**TEXT PASSAGE:**
* begin *

Mr. Nadal cooperated fully with the review. Following the review, Mr. Nadal agreed to reimburse the Company for perquisites and payments for which the Company sought reimbursement, in the aggregate amount of $8.6 million. The Company does not expect there will be any impact to its previously issued financial statements as a result of the review.

 

During the quarter ended March 31, 2015, the Company incurred approximately $5.8 million in legal fees and other related expenses relating to the SEC inquiry. The Company expects to recognize a gain of $8.6 million in the quarter ending June 30, 2015, relating to the reimbursement of perquisites and payments by the CEO.

 

In addition to this reimbursement, the Special Committee recommended, the Audit Committee has adopted, and the Company has adopted and implemented, a series of remedial steps to improve and strengthen the Company’s internal controls and procedures regarding travel, entertainment and related expenses. The remedial steps include:

 

·Adoption and implementation of a new Private Aircraft Usage Policy and a new Travel & Entertainment Policy.

 

·Hiring two (2) new senior executives, including a Senior Vice President, Internal Controls and Compliance and a Director, Compliance & Risk Management. These new senior executives are responsible for managing internal controls, reviewing monthly expense reports and ensuring full compliance with the Company’s new policies. Both senior executives report to the Company’s independent Audit Committee.

 

·Quarterly review and reporting to the Company’s Audit Committee with respect to compliance by the Company’s executive officers with travel and expense reimbursement policies.

 

The Subpoena received from the SEC also requested production of documents relating to the Company’s goodwill and certain other accounting practices, as well as information relating to trading in the Company’s securities by third parties. The Company has been fully cooperating with the SEC and believes that the inquiries are at an early stage.

 

Effective as of April 23, 2015, the Company’s prior Chief Accounting Officer, Michael Sabatino, transitioned to a new role in the company, in which he will work on special projects. In connection with this transition in Mr. Sabatino’s role and responsibilities, Mr. Doft has assumed the additional role as the Company’s principal accounting officer.

 

MDC Partners Announces $0.21 per Share Quarterly Cash Dividend

 

MDC Partners today also announced that its Board of Directors has declared a cash dividend of $0.21 per share on all of its outstanding Class A shares and Class B shares. The quarterly dividend will be payable on or about May 22, 2015, to shareholders of record at the close of business on May 8, 2015.

 

Conference Call

 

Management will host a conference call on Monday, April 27, 2015, at 4:30 p.m. (ET) to discuss results. Access the conference call by dialing 1-412-902-4266 or toll free 1-888-346-6216. An investor presentation has been posted on our website www.mdc-partners.com and may be referred to during the conference call.

 

A recording of the conference call will be available one hour after the call until 9:00 a.m. (ET), May 12, 2015, by dialing 1-412-317-0088 or toll free 1-877-344-7529 (passcode 10064651), or by visiting our website at www.mdc-partners.com.

 

 
 

 

About MDC Partners Inc.

 

MDC Partners is one of the world’s largest Business Transformation Organizations that utilizes technology, marketing communications, data analytics, insights and strategic consulting solutions to drive meaningful returns on Marketing and Communications Investments for multinational clients in the United States, Canada, Europe, Asia and Latin America.

* end *

**ENTRIES SHOWN:**

* begin *

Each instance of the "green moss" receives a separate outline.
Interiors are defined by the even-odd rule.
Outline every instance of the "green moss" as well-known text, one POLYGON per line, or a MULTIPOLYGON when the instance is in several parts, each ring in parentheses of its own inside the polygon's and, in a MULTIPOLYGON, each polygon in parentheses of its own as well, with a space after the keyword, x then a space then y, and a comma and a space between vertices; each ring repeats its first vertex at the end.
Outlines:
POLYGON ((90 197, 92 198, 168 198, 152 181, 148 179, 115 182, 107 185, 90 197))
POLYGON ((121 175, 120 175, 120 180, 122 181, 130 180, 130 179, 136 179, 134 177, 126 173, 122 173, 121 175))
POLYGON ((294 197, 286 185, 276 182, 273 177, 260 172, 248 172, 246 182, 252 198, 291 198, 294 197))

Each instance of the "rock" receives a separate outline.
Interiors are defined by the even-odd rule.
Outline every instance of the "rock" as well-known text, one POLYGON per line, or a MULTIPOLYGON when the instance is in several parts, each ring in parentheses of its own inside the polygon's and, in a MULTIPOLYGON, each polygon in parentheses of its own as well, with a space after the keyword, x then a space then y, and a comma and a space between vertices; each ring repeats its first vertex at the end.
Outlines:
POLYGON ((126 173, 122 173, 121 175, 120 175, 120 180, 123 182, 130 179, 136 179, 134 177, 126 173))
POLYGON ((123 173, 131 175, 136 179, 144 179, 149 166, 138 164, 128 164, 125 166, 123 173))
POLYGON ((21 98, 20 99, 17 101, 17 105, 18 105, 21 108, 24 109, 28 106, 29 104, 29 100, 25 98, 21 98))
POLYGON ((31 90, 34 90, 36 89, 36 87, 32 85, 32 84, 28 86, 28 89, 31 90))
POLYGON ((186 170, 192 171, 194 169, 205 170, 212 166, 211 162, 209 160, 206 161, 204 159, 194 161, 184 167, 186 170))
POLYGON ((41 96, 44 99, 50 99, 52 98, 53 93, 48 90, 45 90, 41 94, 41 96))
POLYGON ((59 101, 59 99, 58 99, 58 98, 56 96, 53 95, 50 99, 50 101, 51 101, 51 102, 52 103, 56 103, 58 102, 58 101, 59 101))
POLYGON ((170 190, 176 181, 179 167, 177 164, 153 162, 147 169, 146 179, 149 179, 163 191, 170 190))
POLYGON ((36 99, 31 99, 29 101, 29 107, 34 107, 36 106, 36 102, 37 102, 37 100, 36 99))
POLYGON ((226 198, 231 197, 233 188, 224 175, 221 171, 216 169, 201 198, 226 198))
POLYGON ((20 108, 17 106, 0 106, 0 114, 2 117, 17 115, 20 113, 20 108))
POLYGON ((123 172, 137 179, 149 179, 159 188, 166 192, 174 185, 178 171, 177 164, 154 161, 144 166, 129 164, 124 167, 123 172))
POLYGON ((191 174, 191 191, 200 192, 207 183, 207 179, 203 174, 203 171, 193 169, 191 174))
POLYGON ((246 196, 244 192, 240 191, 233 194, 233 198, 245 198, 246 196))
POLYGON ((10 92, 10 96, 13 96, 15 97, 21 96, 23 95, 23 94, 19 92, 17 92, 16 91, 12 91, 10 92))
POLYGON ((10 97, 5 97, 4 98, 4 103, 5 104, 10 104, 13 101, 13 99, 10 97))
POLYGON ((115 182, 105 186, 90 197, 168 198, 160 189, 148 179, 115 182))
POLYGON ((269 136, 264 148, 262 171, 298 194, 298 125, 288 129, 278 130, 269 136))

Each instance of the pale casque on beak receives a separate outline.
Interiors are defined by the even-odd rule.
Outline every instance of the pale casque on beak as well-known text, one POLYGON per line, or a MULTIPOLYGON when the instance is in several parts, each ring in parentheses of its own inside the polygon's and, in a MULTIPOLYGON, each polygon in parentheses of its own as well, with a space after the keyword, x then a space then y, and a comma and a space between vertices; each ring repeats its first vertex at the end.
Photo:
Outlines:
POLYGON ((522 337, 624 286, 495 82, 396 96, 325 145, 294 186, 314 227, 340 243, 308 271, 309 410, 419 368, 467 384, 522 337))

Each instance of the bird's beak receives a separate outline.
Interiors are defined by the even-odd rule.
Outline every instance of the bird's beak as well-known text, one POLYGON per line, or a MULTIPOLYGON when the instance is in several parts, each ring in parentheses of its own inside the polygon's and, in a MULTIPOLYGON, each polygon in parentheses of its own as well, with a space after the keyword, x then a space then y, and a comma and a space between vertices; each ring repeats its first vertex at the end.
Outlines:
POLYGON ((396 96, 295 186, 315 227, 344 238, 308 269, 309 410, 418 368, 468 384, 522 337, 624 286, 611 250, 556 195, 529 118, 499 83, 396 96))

* end *

**REQUEST 1:**
In the MDC Partners release, turn the paragraph that begins "Management will host a conference call" into a short bulleted list that keeps its main facts.
**REQUEST 2:**
According to the MDC Partners release, who took on the added role of principal accounting officer?

**WRITTEN ANSWER 1:**
- Date and time: Monday, April 27, 2015, at 4:30 p.m. (ET), hosted by management to discuss results
- Dial-in numbers: 1-412-902-4266 or toll free 1-888-346-6216
- Investor presentation: posted at www.mdc-partners.com and may be referred to during the call

**WRITTEN ANSWER 2:**
Mr. Doft